Input data:
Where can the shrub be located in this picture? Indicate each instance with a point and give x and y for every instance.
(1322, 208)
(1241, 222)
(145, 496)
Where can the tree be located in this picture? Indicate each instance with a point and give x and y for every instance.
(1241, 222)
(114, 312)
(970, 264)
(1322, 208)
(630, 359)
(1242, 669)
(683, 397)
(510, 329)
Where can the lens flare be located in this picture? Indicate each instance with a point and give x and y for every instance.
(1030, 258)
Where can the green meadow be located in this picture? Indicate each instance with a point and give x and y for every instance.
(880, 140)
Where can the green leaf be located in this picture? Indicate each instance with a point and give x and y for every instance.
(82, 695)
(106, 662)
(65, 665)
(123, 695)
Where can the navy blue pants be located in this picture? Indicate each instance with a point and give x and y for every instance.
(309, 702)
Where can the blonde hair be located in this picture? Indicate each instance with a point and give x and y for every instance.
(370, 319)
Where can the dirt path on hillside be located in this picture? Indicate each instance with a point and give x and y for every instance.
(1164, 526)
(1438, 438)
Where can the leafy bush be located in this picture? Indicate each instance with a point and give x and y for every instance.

Task: Retype every record above exactly.

Output of the task:
Where can the shrub be located in this picture? Indicate each instance with a point and give x and y for every instance.
(1322, 208)
(1241, 222)
(145, 496)
Where can the tree be located in this picture? Indicate each instance with a point and give x and y for every instance.
(1241, 222)
(114, 312)
(970, 264)
(1322, 208)
(630, 359)
(1242, 669)
(683, 397)
(510, 329)
Where can the lens flare be located in this picture? Indicate each instance with a point and give x and y for every instance.
(1030, 258)
Where can the green meadow be located in this picture? Indicate each instance with a point and give x and y for every instance.
(880, 140)
Where can the green leaf be located in this picture? Indicate each instance with a point and give x and y for every instance.
(82, 695)
(106, 662)
(65, 665)
(123, 695)
Where can the navy blue pants be located in this picture? Indicate each instance with a point and give x and y for every instance.
(309, 702)
Where can the blonde hair be located in this picture? Indicate each instance with a point and give x and y for every instance.
(370, 319)
Where can the dirt path on hillside be located in this picture? Indicate each instance with a point and give x and y for every instance.
(1164, 526)
(1438, 438)
Where can the leafy bush be located in this picture? Indicate each instance with a point and give x and y for every instance.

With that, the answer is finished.